DIRECTIVE: Extract the final stretch of the data: the line that contains "Mark the region of each instance of the plastic" and every line after it, unaltered, and no other lines.

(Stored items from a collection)
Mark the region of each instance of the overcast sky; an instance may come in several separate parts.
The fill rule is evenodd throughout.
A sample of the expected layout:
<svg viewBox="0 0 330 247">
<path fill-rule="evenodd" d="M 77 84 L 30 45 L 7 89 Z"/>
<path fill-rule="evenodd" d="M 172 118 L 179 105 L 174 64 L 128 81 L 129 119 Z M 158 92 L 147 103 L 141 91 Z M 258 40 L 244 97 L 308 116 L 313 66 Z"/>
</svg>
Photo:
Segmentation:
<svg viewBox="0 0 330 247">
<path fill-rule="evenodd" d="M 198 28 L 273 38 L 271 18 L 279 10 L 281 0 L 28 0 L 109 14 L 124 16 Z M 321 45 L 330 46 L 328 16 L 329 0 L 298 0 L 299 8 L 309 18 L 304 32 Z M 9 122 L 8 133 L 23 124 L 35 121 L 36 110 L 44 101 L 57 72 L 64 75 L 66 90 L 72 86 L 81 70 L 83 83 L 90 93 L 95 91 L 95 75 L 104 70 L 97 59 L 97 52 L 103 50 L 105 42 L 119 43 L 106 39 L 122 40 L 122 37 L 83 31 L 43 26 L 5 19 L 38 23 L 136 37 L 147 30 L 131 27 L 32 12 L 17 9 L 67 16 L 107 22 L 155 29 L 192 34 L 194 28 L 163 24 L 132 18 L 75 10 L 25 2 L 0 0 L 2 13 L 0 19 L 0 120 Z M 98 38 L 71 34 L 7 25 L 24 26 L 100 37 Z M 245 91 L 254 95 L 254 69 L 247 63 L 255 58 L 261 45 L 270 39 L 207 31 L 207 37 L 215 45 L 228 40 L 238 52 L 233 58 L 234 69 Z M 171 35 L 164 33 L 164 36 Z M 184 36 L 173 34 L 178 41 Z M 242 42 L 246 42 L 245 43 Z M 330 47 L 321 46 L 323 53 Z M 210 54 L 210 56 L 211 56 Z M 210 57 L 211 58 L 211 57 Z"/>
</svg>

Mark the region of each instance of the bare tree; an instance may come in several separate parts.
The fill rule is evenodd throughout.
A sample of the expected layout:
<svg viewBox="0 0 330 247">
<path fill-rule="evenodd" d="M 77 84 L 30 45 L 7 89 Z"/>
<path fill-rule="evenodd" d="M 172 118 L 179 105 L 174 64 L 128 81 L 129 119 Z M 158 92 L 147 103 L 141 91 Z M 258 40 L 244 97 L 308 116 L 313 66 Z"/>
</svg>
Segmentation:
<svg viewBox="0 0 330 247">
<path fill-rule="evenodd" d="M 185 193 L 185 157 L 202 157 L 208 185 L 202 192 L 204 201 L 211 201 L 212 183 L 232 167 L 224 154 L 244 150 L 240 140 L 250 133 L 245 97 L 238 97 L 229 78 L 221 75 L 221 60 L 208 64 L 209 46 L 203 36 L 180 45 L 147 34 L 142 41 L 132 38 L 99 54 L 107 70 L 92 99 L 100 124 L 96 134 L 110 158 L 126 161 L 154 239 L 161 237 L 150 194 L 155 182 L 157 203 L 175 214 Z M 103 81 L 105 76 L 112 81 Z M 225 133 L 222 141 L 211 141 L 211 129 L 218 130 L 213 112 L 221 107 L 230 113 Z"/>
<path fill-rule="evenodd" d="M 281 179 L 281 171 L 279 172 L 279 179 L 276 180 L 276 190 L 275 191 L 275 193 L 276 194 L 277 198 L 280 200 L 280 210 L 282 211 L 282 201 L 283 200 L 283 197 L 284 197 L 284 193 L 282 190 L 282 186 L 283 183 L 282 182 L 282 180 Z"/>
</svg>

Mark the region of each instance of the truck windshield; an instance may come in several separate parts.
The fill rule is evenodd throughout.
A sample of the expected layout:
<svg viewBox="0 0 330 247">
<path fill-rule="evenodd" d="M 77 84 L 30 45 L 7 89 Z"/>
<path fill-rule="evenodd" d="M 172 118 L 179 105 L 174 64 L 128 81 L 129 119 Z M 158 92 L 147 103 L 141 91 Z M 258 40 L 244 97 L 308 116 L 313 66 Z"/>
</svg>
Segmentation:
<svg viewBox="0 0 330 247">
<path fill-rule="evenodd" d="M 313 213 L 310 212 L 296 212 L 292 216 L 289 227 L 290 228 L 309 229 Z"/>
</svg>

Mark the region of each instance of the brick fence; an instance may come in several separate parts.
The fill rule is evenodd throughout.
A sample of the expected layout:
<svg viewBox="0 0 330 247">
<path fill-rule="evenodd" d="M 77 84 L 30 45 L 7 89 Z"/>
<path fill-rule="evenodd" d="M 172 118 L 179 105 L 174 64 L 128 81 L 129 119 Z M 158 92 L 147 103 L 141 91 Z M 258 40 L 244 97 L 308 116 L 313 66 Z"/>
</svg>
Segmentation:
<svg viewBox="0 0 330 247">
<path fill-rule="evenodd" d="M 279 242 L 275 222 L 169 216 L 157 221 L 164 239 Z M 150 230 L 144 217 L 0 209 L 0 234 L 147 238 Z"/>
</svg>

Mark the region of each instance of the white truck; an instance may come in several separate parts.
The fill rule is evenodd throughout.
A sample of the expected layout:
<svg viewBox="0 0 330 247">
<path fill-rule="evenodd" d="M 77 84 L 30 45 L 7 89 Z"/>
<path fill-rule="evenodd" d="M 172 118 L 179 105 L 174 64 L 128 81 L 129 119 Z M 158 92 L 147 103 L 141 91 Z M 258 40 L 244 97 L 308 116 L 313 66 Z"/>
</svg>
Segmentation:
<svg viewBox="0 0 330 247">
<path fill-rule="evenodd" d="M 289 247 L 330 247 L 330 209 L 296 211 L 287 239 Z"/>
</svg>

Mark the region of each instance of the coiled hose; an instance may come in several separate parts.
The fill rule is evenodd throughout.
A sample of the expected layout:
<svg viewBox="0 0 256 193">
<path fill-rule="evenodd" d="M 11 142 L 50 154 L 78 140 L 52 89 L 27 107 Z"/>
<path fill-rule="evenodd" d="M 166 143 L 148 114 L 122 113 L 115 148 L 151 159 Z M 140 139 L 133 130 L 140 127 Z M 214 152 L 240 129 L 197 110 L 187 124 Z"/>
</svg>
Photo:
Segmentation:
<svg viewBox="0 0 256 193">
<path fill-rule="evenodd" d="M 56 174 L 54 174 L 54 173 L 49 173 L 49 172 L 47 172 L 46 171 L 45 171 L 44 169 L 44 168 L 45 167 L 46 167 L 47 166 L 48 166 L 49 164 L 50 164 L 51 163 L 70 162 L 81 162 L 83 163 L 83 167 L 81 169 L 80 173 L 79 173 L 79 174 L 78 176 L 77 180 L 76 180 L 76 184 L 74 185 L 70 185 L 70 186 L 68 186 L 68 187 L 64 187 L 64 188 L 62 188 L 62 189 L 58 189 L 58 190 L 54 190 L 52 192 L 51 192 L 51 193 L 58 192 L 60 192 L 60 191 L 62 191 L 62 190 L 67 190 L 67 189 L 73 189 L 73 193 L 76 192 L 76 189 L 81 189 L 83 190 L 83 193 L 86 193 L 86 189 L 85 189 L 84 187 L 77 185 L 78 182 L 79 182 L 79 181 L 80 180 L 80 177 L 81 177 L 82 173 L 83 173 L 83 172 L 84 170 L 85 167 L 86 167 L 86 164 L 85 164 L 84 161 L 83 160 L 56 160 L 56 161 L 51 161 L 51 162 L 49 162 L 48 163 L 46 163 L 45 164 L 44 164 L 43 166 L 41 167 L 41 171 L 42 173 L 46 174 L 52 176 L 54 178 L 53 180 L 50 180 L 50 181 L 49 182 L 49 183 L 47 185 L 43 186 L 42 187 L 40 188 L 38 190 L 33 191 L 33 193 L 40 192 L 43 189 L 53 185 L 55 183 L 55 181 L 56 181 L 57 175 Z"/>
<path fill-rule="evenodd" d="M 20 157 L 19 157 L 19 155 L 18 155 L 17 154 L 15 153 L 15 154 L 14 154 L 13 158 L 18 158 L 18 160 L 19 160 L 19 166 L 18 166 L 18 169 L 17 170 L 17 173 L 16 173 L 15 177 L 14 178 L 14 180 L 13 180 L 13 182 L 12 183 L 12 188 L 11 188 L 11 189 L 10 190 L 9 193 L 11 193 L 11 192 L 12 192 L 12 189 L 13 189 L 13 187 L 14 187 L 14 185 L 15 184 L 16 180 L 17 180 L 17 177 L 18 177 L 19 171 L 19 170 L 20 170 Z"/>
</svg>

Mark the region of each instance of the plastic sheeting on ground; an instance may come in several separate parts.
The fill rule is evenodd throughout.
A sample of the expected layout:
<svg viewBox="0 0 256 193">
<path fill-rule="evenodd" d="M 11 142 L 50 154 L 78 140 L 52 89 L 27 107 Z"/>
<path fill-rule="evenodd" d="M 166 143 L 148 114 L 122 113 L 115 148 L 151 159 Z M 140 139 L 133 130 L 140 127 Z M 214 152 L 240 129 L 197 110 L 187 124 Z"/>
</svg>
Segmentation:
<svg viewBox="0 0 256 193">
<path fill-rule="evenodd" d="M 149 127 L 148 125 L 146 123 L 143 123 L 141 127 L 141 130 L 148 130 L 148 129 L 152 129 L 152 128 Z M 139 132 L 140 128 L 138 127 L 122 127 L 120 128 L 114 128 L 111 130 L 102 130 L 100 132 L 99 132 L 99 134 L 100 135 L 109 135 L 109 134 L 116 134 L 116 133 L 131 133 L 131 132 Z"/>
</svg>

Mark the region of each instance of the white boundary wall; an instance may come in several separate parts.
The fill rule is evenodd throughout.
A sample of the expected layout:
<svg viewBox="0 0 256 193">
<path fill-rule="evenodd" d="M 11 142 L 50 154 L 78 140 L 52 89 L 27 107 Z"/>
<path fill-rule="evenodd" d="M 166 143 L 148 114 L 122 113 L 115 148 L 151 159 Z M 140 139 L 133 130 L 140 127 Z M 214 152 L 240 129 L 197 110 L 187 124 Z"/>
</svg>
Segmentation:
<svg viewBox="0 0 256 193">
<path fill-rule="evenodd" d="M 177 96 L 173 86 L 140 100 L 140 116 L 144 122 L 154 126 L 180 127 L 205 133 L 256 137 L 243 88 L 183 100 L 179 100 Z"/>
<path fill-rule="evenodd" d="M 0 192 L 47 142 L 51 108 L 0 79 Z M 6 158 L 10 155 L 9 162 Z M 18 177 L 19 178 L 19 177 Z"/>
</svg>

FINISHED ANSWER:
Mark the region of each instance of the plastic sheeting on ground; an instance may come in several separate parts.
The fill rule is evenodd throughout.
A sample of the expected layout:
<svg viewBox="0 0 256 193">
<path fill-rule="evenodd" d="M 11 142 L 50 154 L 78 140 L 52 89 L 27 107 Z"/>
<path fill-rule="evenodd" d="M 166 143 L 148 114 L 122 113 L 115 148 L 151 159 Z M 140 139 L 133 130 L 140 127 Z M 214 152 L 240 129 L 197 110 L 187 124 Z"/>
</svg>
Segmentation:
<svg viewBox="0 0 256 193">
<path fill-rule="evenodd" d="M 149 127 L 148 125 L 146 123 L 143 123 L 141 127 L 141 130 L 148 130 L 148 129 L 152 129 L 152 128 Z M 139 132 L 140 128 L 138 127 L 122 127 L 120 128 L 114 128 L 111 130 L 102 130 L 100 132 L 99 132 L 99 134 L 100 135 L 109 135 L 109 134 L 116 134 L 116 133 L 131 133 L 131 132 Z"/>
</svg>

Mark the region of each instance of the white boundary wall; an instance may come in several separate parts.
The fill rule is evenodd throughout.
A sample of the expected layout:
<svg viewBox="0 0 256 193">
<path fill-rule="evenodd" d="M 11 142 L 50 154 L 78 140 L 52 89 L 27 107 Z"/>
<path fill-rule="evenodd" d="M 166 143 L 148 114 L 122 113 L 115 148 L 151 159 Z M 140 139 L 133 130 L 140 127 Z M 214 152 L 240 129 L 197 110 L 187 124 Z"/>
</svg>
Segmentation:
<svg viewBox="0 0 256 193">
<path fill-rule="evenodd" d="M 177 96 L 173 86 L 140 100 L 140 116 L 144 122 L 154 126 L 180 127 L 205 133 L 256 137 L 243 88 L 183 100 L 179 100 Z"/>
<path fill-rule="evenodd" d="M 0 192 L 47 142 L 51 108 L 0 79 Z M 6 158 L 10 155 L 9 162 Z M 18 177 L 19 178 L 19 177 Z"/>
</svg>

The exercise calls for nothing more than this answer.